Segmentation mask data

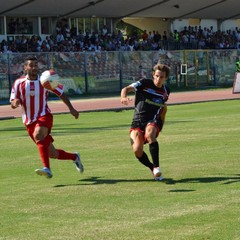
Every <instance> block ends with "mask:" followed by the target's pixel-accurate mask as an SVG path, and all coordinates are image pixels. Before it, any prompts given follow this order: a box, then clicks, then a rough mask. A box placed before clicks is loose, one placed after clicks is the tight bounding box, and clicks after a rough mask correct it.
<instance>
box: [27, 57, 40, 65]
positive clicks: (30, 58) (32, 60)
mask: <svg viewBox="0 0 240 240" xmlns="http://www.w3.org/2000/svg"><path fill="white" fill-rule="evenodd" d="M37 60H38V59H37V57H36V56H27V57H26V58H25V59H24V65H27V63H28V61H37Z"/></svg>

REQUIRED WORK: The data above must be given again in full and unaltered, minus its images.

SOLUTION:
Every <instance> block ends with "mask:" followed by the target's pixel-accurate mask as an SVG path, and all coordinates are image pixels. Before it, any prompts given follow this order: a box, then clicks, then a rough mask. A box placed before clicks is loose, one placed after clicks is the tight bounding box, and clicks after a rough mask correct it.
<instance>
box: [27, 57, 40, 65]
positive clicks: (30, 58) (32, 60)
mask: <svg viewBox="0 0 240 240" xmlns="http://www.w3.org/2000/svg"><path fill="white" fill-rule="evenodd" d="M37 60H38V59H37V57H36V56H27V57H26V58H25V59H24V65H27V63H28V61H37Z"/></svg>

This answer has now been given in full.